╔══

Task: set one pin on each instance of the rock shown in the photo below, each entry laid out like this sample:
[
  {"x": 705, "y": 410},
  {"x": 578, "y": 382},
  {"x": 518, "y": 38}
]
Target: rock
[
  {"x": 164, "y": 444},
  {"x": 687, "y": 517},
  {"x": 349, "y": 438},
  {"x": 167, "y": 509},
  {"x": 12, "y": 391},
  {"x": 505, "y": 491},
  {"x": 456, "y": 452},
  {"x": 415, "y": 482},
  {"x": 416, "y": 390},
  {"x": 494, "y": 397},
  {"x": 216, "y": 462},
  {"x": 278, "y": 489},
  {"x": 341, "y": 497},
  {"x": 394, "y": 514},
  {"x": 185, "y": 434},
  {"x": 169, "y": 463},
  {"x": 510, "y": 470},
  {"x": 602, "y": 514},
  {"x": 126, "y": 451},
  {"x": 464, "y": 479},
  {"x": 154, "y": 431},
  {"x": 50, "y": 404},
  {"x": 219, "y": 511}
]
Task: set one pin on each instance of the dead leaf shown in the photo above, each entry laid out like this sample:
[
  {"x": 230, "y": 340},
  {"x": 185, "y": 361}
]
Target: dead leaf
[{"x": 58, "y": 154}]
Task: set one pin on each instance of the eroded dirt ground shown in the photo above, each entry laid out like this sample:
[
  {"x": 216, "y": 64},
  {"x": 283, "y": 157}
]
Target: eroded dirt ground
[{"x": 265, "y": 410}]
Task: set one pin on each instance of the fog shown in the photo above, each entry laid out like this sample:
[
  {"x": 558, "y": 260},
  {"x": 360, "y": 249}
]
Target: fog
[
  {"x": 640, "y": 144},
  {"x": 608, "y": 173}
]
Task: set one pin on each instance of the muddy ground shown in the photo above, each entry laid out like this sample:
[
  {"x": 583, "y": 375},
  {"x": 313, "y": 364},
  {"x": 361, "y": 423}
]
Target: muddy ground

╚══

* **What you are asked to do**: What lines in the data hold the word "above"? Return them.

* **Written solution**:
Task: set one pin on each instance of the dead leaf shown in the photo above, each entry laid out like this sample:
Task: set one pin on each instance of the eroded dirt ground shown in the photo above, each entry laid out like this sample:
Task: set one pin on each instance of the fog shown in the photo above, each entry laid out like this sample:
Task: set one pin on each instance of the muddy ground shown in the photo above, each entry laid out like this sample:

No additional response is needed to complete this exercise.